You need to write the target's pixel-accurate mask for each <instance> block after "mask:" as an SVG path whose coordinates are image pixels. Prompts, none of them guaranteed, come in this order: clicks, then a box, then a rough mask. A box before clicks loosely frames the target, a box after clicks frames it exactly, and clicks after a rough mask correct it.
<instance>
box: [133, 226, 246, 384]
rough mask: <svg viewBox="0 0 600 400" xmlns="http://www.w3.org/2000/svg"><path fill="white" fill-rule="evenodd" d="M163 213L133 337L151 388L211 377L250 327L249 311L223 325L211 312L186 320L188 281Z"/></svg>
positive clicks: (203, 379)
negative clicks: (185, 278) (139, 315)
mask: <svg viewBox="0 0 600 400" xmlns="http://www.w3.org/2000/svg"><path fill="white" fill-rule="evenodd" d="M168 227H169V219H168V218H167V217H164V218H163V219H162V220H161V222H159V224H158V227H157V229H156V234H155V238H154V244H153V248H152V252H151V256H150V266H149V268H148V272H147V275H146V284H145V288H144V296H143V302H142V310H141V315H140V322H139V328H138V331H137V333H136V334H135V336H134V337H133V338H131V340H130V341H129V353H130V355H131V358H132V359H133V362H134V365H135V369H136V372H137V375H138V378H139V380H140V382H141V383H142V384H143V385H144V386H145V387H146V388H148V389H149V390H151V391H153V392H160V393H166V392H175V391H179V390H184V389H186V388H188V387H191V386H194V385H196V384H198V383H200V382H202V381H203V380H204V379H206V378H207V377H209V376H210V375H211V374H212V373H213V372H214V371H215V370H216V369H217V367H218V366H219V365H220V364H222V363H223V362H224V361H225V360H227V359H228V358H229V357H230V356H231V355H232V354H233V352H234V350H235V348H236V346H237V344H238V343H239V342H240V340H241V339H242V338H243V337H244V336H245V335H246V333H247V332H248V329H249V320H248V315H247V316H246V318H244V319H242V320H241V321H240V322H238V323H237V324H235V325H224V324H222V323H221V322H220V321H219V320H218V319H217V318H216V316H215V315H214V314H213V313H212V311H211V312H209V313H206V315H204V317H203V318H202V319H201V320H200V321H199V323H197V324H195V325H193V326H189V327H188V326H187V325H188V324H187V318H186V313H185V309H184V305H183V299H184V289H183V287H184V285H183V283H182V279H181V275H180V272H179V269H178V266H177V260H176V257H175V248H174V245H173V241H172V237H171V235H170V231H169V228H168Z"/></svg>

***

## Task to carry out
The answer consists of every entry, returned exactly.

## Exercise output
You need to write the target's pixel-accurate mask for each <instance> block after "mask:" as an SVG path whose coordinates are image pixels. Prompts, none of them guaranteed, come in this order: clicks, then a box, then a rough mask. A box before clicks loosely frames the target, a box after clicks frames it exactly, and clicks after a rough mask correct it.
<instance>
box: [133, 226, 246, 384]
rough mask: <svg viewBox="0 0 600 400" xmlns="http://www.w3.org/2000/svg"><path fill="white" fill-rule="evenodd" d="M163 213L133 337L151 388L211 377L250 327L249 311L223 325L211 312L186 320L188 281Z"/></svg>
positive clicks: (203, 379)
negative clicks: (185, 278) (139, 315)
mask: <svg viewBox="0 0 600 400" xmlns="http://www.w3.org/2000/svg"><path fill="white" fill-rule="evenodd" d="M168 227H169V219H168V218H167V217H164V218H163V219H162V220H161V222H159V224H158V227H157V229H156V234H155V238H154V244H153V248H152V252H151V256H150V266H149V268H148V272H147V275H146V284H145V288H144V296H143V302H142V310H141V315H140V322H139V328H138V331H137V333H136V334H135V336H134V337H133V338H131V340H130V341H129V353H130V355H131V358H132V359H133V362H134V365H135V369H136V372H137V375H138V378H139V380H140V382H141V383H142V384H143V385H144V386H145V387H146V388H148V389H149V390H151V391H153V392H160V393H166V392H175V391H179V390H184V389H186V388H188V387H191V386H194V385H196V384H198V383H200V382H202V381H203V380H204V379H206V378H207V377H209V376H210V375H211V374H212V373H213V372H214V371H215V370H216V369H217V367H218V366H219V365H220V364H222V363H223V362H224V361H225V360H227V359H228V358H229V357H230V356H231V355H232V354H233V352H234V350H235V348H236V346H237V344H238V343H239V342H240V340H241V339H242V338H243V337H244V336H245V335H246V333H247V332H248V329H249V320H248V315H247V316H246V318H244V319H242V320H241V321H240V322H238V323H237V324H235V325H224V324H222V323H221V322H220V321H219V320H218V319H217V318H216V316H215V315H214V314H213V313H212V311H211V312H209V313H206V315H204V317H203V318H202V319H201V320H200V321H199V323H197V324H195V325H193V326H189V327H188V326H187V325H188V324H187V318H186V313H185V309H184V305H183V299H184V289H183V287H184V285H183V283H182V279H181V275H180V272H179V269H178V266H177V260H176V257H175V248H174V245H173V241H172V237H171V235H170V231H169V228H168Z"/></svg>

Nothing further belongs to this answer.